■ Task requirements
Beginning at the line that contains "Exercise. Mark the colored", reproduce every line to the end of the material without changing any of them.

■ Material for this exercise
--------------------------------------------------

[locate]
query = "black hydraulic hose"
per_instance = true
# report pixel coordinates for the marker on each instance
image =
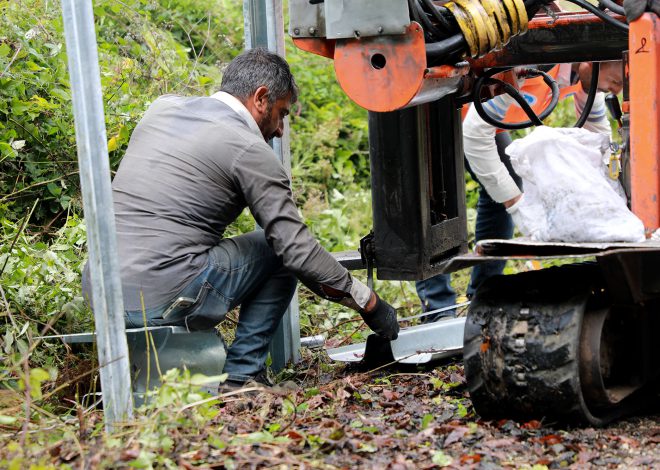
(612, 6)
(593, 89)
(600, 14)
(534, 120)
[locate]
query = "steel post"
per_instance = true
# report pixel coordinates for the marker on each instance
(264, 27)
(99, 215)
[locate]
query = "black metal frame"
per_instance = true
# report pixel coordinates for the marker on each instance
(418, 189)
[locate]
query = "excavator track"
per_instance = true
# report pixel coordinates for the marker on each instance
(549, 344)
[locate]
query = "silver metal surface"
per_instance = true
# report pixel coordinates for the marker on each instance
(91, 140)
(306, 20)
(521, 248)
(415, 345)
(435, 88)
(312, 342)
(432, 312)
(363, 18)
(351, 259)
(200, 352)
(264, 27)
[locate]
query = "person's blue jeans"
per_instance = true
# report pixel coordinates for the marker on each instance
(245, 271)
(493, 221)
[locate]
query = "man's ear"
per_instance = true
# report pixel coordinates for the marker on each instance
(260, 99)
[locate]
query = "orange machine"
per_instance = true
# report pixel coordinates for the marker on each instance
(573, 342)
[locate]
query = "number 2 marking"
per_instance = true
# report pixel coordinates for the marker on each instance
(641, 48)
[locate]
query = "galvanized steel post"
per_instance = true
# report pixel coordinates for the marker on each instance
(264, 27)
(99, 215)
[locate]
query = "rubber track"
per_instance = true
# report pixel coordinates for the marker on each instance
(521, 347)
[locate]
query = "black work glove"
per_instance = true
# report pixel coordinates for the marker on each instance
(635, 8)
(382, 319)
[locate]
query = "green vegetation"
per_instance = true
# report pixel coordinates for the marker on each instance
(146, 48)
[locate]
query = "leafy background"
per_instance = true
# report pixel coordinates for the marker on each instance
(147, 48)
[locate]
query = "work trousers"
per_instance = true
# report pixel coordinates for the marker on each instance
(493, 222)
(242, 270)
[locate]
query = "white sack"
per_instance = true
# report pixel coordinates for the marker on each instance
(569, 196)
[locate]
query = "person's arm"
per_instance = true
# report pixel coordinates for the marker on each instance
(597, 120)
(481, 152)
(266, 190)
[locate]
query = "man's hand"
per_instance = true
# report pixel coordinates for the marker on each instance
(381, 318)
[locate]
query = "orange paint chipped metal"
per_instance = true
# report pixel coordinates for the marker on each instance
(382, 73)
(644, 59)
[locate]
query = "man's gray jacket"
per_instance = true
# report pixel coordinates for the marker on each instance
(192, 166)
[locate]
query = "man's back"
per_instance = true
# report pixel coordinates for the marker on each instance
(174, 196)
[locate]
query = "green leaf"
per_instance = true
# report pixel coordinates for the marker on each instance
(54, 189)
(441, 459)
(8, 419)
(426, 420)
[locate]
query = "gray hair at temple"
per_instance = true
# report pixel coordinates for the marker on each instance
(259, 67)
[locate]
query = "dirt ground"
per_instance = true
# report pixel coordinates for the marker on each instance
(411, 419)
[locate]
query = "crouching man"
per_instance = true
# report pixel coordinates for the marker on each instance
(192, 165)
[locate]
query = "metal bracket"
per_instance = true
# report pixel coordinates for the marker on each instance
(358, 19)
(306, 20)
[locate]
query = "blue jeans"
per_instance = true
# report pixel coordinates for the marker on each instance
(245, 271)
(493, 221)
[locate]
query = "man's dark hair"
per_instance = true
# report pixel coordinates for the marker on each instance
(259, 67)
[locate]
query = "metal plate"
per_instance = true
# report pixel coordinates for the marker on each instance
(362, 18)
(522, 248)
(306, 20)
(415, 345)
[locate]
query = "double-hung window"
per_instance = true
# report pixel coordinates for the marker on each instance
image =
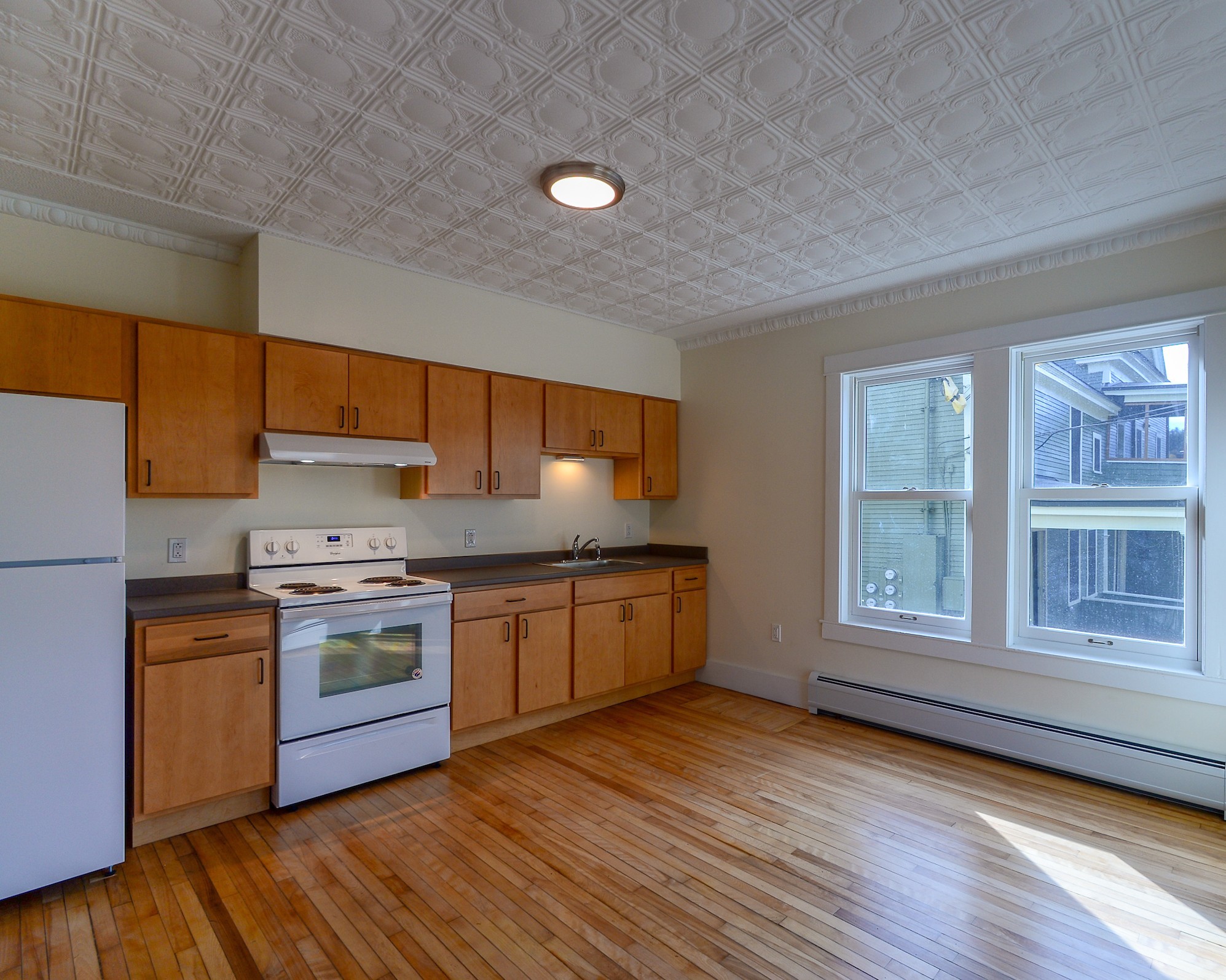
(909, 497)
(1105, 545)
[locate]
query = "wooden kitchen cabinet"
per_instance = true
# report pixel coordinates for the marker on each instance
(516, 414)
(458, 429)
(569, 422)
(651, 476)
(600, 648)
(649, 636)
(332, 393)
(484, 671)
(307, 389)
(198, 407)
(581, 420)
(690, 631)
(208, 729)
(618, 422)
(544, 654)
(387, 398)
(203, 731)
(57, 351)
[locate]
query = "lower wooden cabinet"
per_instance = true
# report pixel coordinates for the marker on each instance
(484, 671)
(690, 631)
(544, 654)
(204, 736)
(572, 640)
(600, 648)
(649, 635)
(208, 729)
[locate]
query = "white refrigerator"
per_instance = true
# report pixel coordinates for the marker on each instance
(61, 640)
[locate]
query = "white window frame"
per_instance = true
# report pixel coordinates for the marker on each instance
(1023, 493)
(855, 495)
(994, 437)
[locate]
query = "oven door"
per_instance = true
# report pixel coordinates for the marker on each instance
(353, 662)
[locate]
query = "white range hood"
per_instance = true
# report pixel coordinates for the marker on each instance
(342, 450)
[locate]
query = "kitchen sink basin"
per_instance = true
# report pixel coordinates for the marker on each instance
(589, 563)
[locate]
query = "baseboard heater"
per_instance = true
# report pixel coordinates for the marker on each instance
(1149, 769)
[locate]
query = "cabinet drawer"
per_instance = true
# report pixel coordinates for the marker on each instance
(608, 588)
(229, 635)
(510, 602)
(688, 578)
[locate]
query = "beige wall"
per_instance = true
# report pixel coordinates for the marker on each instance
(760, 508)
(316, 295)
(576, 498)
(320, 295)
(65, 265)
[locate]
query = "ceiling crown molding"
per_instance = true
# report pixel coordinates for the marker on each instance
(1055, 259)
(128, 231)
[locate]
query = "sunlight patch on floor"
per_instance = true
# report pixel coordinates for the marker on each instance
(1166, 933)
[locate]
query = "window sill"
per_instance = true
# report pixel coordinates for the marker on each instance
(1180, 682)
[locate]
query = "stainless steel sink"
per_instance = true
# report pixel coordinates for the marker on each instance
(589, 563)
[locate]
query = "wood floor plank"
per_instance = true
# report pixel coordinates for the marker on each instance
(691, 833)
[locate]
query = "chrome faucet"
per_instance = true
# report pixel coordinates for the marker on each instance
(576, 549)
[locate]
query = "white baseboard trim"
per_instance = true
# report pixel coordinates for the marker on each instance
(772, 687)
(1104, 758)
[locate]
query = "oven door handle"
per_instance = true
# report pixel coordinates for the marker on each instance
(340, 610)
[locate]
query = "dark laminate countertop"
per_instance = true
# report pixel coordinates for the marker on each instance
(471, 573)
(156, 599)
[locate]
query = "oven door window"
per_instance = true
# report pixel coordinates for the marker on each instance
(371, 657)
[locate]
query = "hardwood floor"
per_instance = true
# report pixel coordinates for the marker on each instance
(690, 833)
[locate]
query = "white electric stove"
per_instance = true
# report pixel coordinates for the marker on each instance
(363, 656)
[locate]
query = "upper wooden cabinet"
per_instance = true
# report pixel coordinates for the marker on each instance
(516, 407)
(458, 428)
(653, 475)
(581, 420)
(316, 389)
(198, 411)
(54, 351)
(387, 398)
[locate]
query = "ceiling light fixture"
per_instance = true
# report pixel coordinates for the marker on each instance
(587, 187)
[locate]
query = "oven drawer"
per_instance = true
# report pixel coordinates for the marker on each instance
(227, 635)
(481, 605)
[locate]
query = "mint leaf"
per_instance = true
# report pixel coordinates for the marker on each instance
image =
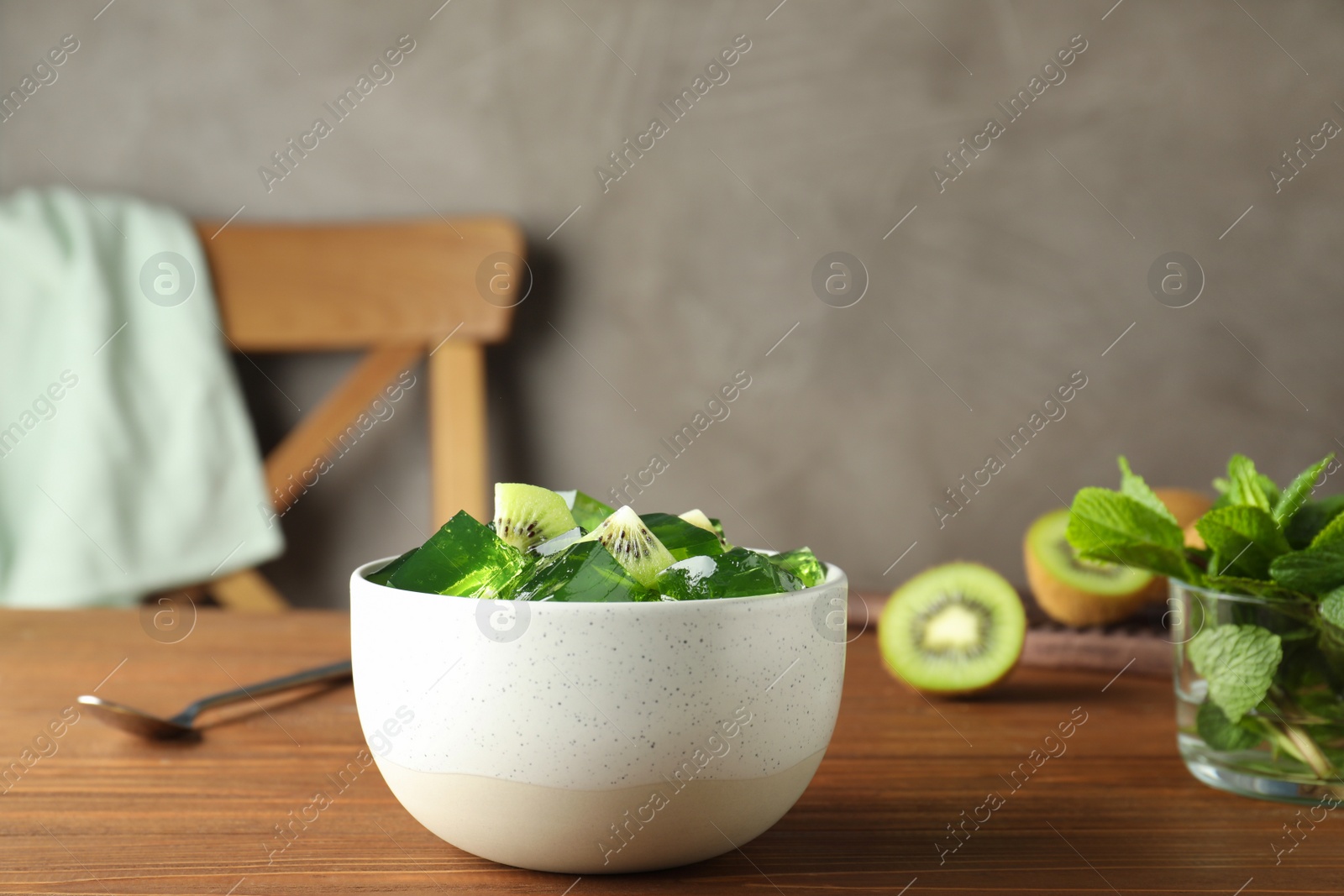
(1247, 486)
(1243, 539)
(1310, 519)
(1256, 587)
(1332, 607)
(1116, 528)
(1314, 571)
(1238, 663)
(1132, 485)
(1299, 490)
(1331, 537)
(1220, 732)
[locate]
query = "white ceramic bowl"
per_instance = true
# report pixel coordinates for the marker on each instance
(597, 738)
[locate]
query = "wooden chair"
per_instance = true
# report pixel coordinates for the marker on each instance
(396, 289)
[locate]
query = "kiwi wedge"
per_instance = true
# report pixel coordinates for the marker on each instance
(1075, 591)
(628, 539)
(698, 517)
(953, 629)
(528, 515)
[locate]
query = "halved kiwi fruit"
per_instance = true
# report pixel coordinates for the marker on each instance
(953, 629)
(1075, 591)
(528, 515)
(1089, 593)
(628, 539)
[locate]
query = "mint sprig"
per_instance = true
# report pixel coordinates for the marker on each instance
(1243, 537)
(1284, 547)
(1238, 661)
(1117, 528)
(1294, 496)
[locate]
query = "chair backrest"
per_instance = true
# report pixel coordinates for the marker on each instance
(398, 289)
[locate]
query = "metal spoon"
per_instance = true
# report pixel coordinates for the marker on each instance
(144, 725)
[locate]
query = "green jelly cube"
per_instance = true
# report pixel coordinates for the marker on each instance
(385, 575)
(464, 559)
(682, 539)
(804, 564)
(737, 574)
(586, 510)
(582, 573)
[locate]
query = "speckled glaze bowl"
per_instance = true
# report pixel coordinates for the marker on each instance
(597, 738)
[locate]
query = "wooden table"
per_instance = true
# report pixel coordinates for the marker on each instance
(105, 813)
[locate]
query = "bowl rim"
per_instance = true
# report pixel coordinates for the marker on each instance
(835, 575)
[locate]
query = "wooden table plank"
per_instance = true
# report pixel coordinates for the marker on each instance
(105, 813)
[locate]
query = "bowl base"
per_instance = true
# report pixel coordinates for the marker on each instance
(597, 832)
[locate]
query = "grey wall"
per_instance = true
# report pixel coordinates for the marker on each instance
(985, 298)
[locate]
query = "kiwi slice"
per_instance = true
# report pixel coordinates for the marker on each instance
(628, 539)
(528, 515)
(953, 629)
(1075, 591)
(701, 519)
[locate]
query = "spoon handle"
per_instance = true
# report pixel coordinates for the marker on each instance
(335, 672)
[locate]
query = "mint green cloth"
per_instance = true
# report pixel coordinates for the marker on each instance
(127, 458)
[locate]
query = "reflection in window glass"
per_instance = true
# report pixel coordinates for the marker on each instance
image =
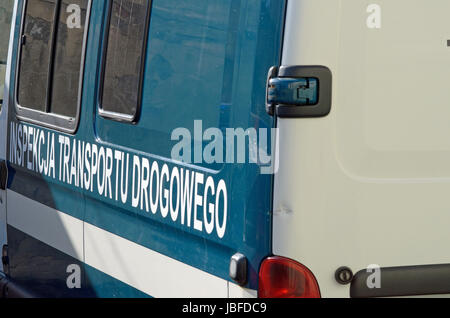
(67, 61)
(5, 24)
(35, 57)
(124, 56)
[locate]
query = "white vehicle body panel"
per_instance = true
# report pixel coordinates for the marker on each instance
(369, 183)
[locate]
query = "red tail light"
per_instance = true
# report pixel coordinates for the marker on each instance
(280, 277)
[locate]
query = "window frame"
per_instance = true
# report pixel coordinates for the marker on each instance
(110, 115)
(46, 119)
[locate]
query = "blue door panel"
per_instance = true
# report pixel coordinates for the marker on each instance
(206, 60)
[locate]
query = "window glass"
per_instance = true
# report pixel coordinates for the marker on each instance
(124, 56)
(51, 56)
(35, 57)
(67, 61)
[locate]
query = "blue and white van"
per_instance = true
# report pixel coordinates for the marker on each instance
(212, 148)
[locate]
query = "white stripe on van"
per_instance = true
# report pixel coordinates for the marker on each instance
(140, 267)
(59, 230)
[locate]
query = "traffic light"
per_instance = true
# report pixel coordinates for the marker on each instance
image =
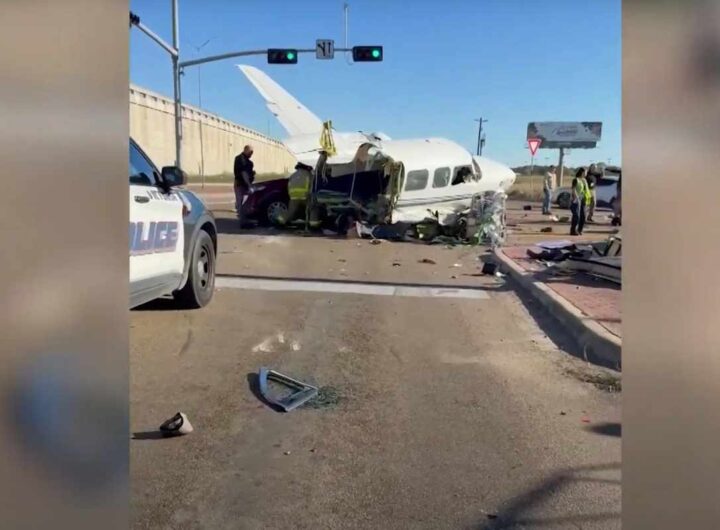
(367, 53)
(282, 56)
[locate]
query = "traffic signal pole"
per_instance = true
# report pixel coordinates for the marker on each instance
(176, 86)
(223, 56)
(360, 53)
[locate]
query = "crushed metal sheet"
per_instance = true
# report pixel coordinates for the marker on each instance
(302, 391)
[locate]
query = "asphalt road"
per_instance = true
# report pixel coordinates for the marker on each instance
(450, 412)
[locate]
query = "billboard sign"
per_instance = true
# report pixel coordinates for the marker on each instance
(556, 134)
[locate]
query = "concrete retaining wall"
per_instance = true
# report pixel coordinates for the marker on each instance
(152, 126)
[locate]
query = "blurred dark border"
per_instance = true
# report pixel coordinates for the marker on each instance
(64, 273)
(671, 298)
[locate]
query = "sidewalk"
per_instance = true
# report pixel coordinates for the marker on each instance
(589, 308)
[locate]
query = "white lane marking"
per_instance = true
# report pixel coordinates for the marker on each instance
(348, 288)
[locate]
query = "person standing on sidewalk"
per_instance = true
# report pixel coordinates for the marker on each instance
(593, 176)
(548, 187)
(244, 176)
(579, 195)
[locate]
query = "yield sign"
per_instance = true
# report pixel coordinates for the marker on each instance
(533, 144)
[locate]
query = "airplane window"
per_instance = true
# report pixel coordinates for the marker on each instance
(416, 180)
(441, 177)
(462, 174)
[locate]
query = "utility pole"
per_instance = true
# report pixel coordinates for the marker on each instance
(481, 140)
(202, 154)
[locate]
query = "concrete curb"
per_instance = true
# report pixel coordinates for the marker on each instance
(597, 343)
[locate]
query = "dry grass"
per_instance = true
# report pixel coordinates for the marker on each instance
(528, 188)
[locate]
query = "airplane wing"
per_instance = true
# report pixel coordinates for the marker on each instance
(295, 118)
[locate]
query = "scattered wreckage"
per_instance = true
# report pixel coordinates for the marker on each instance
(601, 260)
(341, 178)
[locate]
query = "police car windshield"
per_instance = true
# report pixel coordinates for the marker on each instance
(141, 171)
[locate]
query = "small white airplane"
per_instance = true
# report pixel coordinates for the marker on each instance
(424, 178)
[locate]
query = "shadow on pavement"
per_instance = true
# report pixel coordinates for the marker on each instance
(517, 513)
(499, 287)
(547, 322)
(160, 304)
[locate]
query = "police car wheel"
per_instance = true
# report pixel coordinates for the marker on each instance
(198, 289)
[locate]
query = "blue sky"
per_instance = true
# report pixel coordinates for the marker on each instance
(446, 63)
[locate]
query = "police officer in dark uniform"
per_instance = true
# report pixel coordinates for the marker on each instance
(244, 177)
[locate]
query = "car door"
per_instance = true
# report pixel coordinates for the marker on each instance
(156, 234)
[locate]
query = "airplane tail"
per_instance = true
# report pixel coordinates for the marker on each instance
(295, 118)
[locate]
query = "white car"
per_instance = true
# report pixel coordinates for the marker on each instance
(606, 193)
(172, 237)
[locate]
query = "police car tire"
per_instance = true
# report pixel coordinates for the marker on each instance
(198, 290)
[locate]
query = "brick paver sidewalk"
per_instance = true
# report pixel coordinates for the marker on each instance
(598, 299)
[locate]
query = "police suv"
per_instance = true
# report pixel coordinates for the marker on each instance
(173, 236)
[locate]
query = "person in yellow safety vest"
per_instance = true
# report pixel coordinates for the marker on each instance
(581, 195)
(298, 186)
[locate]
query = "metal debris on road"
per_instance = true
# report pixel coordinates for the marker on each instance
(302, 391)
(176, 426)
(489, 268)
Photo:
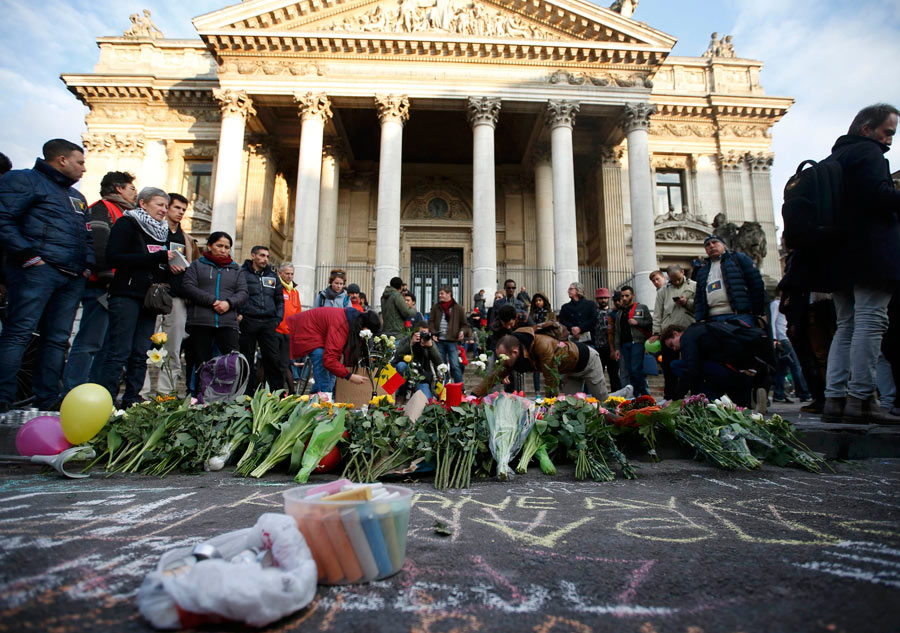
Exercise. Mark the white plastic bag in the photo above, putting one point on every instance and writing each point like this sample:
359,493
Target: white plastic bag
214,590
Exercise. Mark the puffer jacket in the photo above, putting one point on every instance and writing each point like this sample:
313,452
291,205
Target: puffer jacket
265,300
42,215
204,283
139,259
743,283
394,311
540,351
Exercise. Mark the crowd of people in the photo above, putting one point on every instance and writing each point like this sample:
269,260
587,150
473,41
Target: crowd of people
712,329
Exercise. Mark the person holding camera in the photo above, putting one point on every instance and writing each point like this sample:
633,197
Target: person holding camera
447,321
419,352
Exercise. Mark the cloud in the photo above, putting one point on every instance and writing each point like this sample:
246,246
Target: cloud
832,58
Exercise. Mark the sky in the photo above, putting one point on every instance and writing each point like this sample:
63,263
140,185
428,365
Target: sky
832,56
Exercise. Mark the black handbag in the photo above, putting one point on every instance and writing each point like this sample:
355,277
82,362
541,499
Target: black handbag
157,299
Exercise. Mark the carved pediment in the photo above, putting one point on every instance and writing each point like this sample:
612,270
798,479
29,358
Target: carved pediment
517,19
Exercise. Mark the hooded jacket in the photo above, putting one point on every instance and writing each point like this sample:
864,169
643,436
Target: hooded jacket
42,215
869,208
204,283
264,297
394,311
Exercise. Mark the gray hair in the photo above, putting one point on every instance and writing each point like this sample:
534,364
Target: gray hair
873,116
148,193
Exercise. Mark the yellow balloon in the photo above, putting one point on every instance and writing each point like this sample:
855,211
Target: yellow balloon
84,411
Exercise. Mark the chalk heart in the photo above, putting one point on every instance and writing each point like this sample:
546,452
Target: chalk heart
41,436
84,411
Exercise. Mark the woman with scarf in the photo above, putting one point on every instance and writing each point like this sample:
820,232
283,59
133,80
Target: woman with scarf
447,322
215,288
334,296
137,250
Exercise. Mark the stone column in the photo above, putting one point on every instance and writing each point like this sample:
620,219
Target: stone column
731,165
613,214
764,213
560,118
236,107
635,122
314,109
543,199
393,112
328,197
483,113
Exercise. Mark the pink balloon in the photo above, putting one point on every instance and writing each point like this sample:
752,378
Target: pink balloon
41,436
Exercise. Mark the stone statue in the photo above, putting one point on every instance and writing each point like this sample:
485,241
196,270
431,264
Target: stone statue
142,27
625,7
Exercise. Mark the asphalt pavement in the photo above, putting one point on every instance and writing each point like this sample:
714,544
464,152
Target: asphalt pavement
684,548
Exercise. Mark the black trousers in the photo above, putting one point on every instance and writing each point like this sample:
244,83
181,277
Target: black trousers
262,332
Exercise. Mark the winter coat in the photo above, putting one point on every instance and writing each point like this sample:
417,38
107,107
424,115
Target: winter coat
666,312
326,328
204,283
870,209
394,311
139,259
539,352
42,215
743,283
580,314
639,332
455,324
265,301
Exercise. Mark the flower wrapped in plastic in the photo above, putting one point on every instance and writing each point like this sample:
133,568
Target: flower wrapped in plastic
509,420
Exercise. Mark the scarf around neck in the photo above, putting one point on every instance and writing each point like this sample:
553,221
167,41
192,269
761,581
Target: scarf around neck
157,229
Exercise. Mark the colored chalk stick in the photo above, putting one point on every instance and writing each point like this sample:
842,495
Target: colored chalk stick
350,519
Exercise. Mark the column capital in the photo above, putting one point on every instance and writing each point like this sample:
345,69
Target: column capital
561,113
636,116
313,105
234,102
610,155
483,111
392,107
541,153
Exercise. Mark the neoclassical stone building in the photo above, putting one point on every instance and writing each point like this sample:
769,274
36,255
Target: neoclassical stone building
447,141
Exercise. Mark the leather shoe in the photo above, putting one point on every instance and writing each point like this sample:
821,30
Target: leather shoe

--------------------------------------------------

■ Solution for this task
Exercise. Mark the colored chalk stick in the photo above, putting one point on every instance and writing each point like this sample:
842,495
Target: colored chalk stick
350,519
Exercise. Mark the column capital in the photo above, putting one point on every instance and writing each point like this sample:
345,69
Target: column capital
561,113
636,116
313,105
234,102
610,155
483,111
392,107
541,153
Exercise. Mark the neoclassical stone building in the photo above, putting one point on every instance and writing each point like this sample:
769,274
36,255
Target: neoclassical stone building
447,141
Exercise. Mark the leather shoe in the photo above, putting one point on every instance and writing each point like this sample:
821,30
Target: leather shoe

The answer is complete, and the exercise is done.